Seu objetivo:
Reproduza, sem qualquer alteração, a parte do trecho do documento que começa nas palavras que contêm "O coração fala." e termina logo após "traz a falta.".

Opiniões, críticas, reflexões, comentários e saudações serão extremamente, e sempre, bem-vindos

domingo, 11 de dezembro de 2011

Mania de colher

De um sorriso bobo,
alegria leve,
em um dia torto,
um abraço breve.

Do perfume doce,
a lembrança forte
de um dia solto,
um andar sem norte.

Ouve a voz, então,
do ecoar distante
da mesma canção.

E em um breve instante...
desaparece.


É o tempo que não muda sua mesma velha mania irritante de nos fazer esquecer.

O que ele não tira são as sementes plantadas.
Ao invés disso, traz frutos
cujos sabores não há tempo que irá apagar
ou mania que fará esquecer



Pedro Lança Gomes

sexta-feira, 4 de novembro de 2011

A origem do verbo

O coração fala. Também, se não falasse, os olhos seriam suficientes. Eles, em seus longos diálogos mudos, dizem muito mais do que palavras: as luzes se entrelaçam, as cores se cruzam e dois sóis se põem quando não mais se constrangem. Se não houver olhos, ainda haveria os toques, que condizem com réplicas do olhar. Sem os toques, haveria o cheiro, mas esse apenas remete ao que já passou: traz saudades, traz angústia, traz a falta.

Se um dia não houver olhos que mostrem, ou toques que expressem, ou cheiros que lembrem, tornem a ouvir o coração, que, assim como todos que amam, só tem duas palavras por dizer.



Pedro Lança Gomes

sexta-feira, 27 de maio de 2011

O arado, o dom, a rocha!

(Por Pedro Lança Gomes e a noite mais mal dormida de maio)




Era bem assim... vazio, inexistente. Tudo que girava ao redor dançava em tom de dó menor!
Olhava para os lados, e nada via; olhava para cima e o sol me cegava; olhava para baixo e só minha sombra via; olhei, então, para frente, e, mesmo que por um lapso de momento, eu quis continuar, pois a vida mostrou-se mais do que uma mera melodia a ressoar, crua, por entre as paredes, nuas, do meu coração.

Dados fornecidos:
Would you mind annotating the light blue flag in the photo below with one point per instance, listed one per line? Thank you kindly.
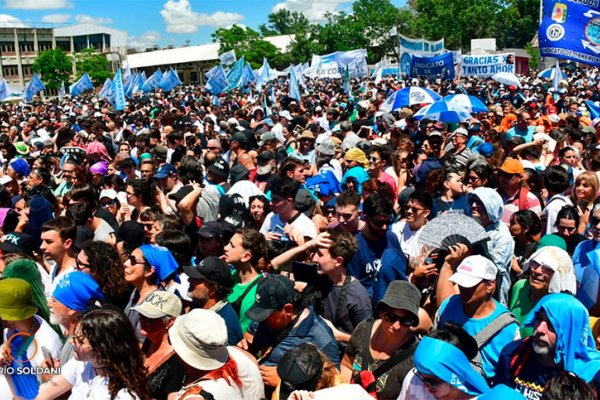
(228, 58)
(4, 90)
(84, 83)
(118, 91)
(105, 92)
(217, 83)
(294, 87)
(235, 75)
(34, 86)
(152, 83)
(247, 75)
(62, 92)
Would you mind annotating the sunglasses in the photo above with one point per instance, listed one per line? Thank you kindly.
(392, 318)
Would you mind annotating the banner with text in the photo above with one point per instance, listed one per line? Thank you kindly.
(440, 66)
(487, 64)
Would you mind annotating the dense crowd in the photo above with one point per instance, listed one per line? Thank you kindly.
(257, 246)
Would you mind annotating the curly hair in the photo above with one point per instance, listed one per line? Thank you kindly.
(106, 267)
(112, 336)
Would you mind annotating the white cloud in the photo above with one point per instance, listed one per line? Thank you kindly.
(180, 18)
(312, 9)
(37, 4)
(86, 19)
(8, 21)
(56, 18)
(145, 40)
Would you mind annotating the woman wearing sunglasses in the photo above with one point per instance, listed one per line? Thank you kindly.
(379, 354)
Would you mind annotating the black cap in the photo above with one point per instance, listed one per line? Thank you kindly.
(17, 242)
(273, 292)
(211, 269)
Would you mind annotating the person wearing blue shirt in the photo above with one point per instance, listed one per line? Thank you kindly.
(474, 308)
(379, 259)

==

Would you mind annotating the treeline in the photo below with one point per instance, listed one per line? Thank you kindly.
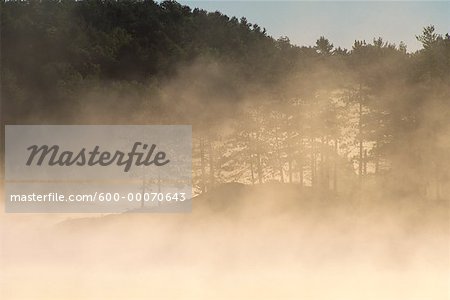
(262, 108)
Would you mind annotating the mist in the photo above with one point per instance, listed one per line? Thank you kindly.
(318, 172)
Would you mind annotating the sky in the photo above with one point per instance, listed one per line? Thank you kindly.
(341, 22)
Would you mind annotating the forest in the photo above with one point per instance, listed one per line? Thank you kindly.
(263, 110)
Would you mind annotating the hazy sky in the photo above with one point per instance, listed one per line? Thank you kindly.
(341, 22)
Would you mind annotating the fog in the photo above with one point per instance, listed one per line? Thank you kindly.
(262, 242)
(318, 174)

--

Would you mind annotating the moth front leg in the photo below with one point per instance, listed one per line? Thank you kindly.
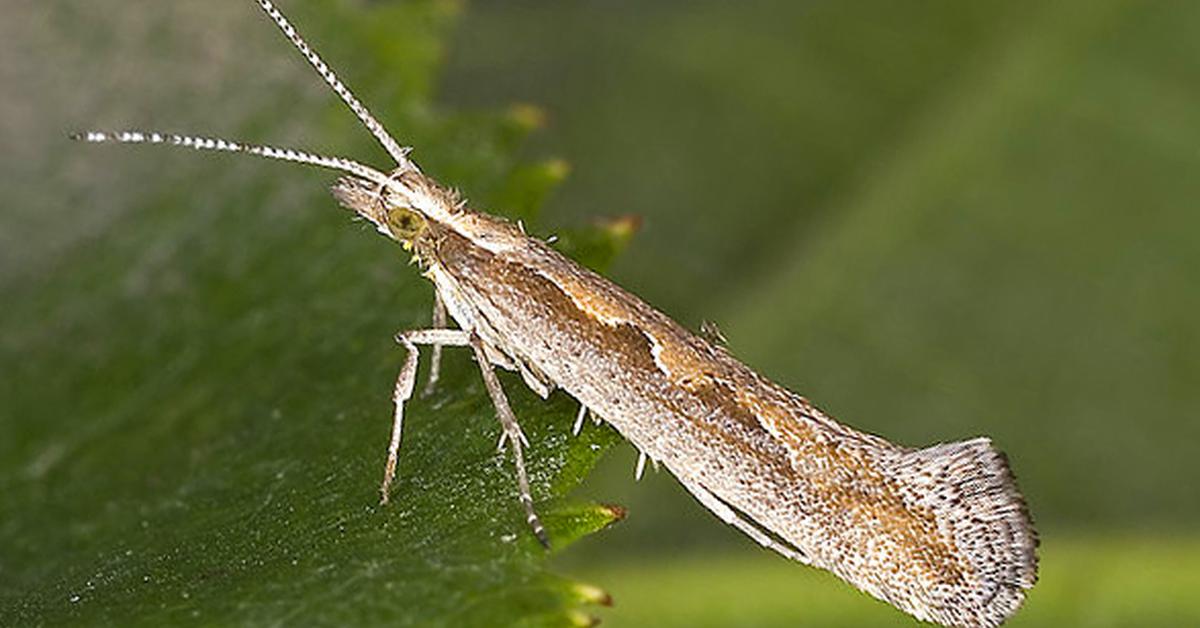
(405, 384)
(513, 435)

Tarefa concluída:
O coração fala. Também, se não falasse, os olhos seriam suficientes. Eles, em seus longos diálogos mudos, dizem muito mais do que palavras: as luzes se entrelaçam, as cores se cruzam e dois sóis se põem quando não mais se constrangem. Se não houver olhos, ainda haveria os toques, que condizem com réplicas do olhar. Sem os toques, haveria o cheiro, mas esse apenas remete ao que já passou: traz saudades, traz angústia, traz a falta.